**Rows from a pointing dataset**
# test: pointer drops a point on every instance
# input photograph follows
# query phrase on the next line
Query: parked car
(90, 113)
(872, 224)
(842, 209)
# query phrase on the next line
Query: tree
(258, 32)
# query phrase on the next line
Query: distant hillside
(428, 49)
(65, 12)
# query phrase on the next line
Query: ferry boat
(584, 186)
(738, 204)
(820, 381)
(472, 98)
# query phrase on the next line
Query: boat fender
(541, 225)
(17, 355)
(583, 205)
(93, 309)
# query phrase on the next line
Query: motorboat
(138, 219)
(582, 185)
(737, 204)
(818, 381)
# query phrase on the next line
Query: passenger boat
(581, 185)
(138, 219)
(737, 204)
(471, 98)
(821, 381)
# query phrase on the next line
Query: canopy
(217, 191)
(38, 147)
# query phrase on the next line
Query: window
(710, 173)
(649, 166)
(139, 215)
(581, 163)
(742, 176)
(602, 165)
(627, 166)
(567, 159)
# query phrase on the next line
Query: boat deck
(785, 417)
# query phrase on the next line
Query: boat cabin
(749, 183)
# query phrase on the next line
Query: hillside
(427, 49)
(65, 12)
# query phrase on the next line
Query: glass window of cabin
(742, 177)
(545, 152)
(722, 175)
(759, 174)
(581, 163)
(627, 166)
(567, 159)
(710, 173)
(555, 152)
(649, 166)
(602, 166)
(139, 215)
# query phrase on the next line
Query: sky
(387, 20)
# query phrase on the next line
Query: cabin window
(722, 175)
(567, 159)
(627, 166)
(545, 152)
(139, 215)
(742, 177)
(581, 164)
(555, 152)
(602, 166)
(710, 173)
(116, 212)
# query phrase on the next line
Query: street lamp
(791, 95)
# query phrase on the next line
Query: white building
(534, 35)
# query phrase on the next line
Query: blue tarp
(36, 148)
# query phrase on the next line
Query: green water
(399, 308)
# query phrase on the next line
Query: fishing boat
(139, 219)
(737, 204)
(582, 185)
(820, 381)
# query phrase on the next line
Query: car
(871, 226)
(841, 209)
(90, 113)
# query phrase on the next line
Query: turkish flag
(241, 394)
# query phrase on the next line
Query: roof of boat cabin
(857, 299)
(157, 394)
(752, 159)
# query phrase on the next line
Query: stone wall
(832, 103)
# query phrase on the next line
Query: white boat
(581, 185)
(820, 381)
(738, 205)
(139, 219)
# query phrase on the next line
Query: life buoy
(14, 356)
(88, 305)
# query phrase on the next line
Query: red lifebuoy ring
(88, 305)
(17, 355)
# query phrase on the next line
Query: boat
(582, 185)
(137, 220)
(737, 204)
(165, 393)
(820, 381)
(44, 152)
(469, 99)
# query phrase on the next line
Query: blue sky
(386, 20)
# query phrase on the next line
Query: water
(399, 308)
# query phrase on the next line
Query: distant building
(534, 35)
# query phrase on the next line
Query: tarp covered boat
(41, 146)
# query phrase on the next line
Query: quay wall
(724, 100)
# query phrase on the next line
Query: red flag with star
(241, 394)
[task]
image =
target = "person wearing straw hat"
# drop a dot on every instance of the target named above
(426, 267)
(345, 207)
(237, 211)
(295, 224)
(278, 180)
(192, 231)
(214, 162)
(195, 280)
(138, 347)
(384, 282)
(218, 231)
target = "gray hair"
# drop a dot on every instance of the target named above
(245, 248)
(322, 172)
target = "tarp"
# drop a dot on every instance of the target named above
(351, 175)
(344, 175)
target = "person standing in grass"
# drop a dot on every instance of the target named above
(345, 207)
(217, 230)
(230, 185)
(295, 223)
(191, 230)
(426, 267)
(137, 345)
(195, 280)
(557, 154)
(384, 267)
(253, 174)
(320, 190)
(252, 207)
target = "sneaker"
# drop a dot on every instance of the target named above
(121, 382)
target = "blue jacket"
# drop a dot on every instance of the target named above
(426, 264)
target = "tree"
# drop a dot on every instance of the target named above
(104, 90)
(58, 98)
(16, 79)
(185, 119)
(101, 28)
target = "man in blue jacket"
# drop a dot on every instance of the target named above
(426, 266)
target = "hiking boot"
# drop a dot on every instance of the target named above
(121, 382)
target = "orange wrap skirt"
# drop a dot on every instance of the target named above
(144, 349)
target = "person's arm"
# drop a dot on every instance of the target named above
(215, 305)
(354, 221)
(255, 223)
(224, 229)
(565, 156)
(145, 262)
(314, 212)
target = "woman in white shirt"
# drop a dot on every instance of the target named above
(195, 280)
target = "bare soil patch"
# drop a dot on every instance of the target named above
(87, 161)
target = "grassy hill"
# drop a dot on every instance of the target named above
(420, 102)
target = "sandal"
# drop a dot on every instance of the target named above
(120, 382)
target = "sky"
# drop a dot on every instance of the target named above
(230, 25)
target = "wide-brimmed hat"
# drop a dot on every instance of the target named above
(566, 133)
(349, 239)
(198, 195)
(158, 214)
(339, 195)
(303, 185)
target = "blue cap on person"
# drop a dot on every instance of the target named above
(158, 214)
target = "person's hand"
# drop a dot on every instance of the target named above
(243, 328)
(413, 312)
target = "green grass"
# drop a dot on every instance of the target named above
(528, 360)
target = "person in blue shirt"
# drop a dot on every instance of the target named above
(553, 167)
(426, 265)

**Task details**
Give the listing above again, word for word.

**Result of this exercise**
# test: pointer drops a point on every instance
# input photograph follows
# query phrase on the next line
Query: parked car
(90, 113)
(872, 224)
(842, 209)
# query phrase on the next line
Query: tree
(258, 32)
# query phrase on the next line
Query: distant hillside
(428, 49)
(65, 12)
# query phrase on the next line
Query: ferry boat
(584, 186)
(738, 204)
(820, 381)
(472, 98)
# query phrase on the next line
Query: boat fender
(541, 225)
(17, 355)
(583, 205)
(93, 309)
# query phrase on the next line
Query: motorboat
(138, 219)
(582, 185)
(737, 204)
(818, 381)
# query phrase on the next line
Query: passenger boat
(581, 185)
(138, 219)
(737, 204)
(471, 98)
(821, 381)
# query phrase on the next line
Query: canopy
(217, 191)
(38, 147)
# query phrase on the next line
Query: window
(710, 173)
(649, 166)
(139, 215)
(581, 163)
(742, 176)
(602, 165)
(627, 166)
(567, 159)
# query phrase on the next line
Query: boat deck
(785, 417)
# query phrase on the next line
Query: boat cabin
(749, 183)
# query phrase on the next line
Query: hillside
(427, 49)
(65, 12)
# query phrase on the next line
Query: glass window of cabin
(742, 177)
(545, 152)
(722, 175)
(759, 174)
(581, 163)
(627, 166)
(567, 159)
(710, 173)
(555, 152)
(649, 166)
(602, 166)
(139, 215)
# query phrase on the next line
Query: sky
(387, 20)
# query phrase on the next line
Query: cabin window
(722, 175)
(567, 159)
(627, 166)
(545, 152)
(139, 215)
(742, 177)
(581, 164)
(555, 152)
(602, 166)
(710, 173)
(116, 212)
# query phrase on the next line
Query: street lamp
(791, 95)
# query phrase on the next line
Query: white building
(534, 35)
# query phrase on the next line
Query: blue tarp
(36, 148)
# query phrase on the next line
Query: green water
(399, 308)
# query phrase on the next line
Query: fishing boat
(139, 219)
(737, 204)
(582, 185)
(820, 381)
# query phrase on the next line
Query: car
(871, 226)
(841, 209)
(90, 113)
# query phrase on the next line
Query: turkish flag
(241, 394)
# query phrase on the next line
Query: roof of boat cabin
(857, 299)
(157, 394)
(752, 159)
# query phrase on the next line
Query: stone wall
(832, 103)
# query phrase on the next line
Query: white boat
(581, 185)
(820, 381)
(738, 205)
(139, 219)
# query phrase on the next line
Query: life buoy
(14, 356)
(88, 305)
# query phrase on the next line
Query: red lifebuoy ring
(88, 305)
(17, 355)
# query phrase on the next line
Query: boat
(582, 185)
(137, 220)
(737, 204)
(165, 393)
(820, 381)
(44, 152)
(469, 99)
# query phrase on the next line
Query: blue sky
(386, 20)
# query phrase on the next line
Query: water
(399, 308)
# query phrase on the next line
Query: distant building
(534, 35)
# query phrase on the next line
Query: tarp covered boat
(41, 146)
# query phrase on the next line
Query: quay wall
(724, 100)
# query phrase on the next line
Query: red flag with star
(241, 394)
[task]
image =
target = "person wearing straw hat"
# drop a dot on every instance of the target named above
(426, 267)
(345, 207)
(237, 211)
(295, 224)
(278, 180)
(192, 231)
(214, 162)
(195, 280)
(138, 347)
(384, 282)
(218, 231)
target = "gray hair"
# drop a dot on every instance of the target named above
(245, 248)
(322, 172)
target = "tarp"
# drop a dot on every instance of the target named above
(351, 175)
(344, 175)
target = "person standing in grass"
# drop a dot on every instance of the target named above
(345, 207)
(217, 230)
(230, 185)
(295, 223)
(191, 230)
(426, 267)
(137, 345)
(195, 280)
(557, 154)
(384, 267)
(253, 174)
(320, 190)
(252, 207)
target = "sneaker"
# drop a dot on every instance of the target named above
(121, 382)
target = "blue jacket"
# drop a dot on every instance of the target named above
(426, 264)
target = "tree"
# drop a dot on every instance of the target named above
(104, 90)
(58, 98)
(16, 79)
(185, 119)
(101, 28)
target = "man in blue jacket"
# drop a dot on every instance of the target named above
(426, 266)
target = "hiking boot"
# drop a dot on every instance of the target named above
(121, 382)
target = "orange wrap skirt"
# drop a dot on every instance of the target named above
(144, 349)
target = "person's arm"
# drop a dot on every instance of the target named above
(215, 305)
(354, 221)
(255, 223)
(224, 229)
(565, 156)
(145, 262)
(314, 212)
target = "woman in white shirt"
# drop a dot on every instance of the target named above
(195, 280)
target = "bare soil patch"
# drop a dot on every instance of the target named above
(87, 161)
target = "grassy hill"
# drop a dot on every instance of the target named above
(420, 102)
target = "sandal"
# drop a dot on every instance of the target named above
(120, 382)
target = "sky"
# drop a dot on every instance of the target named above
(230, 25)
target = "wide-brimmed hat"
# drop a dot on every instance of the target named above
(566, 133)
(349, 239)
(198, 195)
(158, 214)
(339, 195)
(303, 185)
target = "blue cap on person"
# drop a dot on every instance of the target named above
(158, 214)
target = "person's hand"
# drop a dot on every instance of the target named above
(243, 328)
(413, 312)
target = "green grass"
# drop a dot on every instance of the target named above
(528, 360)
target = "person in blue shirt"
# drop a dot on every instance of the target named above
(553, 167)
(426, 265)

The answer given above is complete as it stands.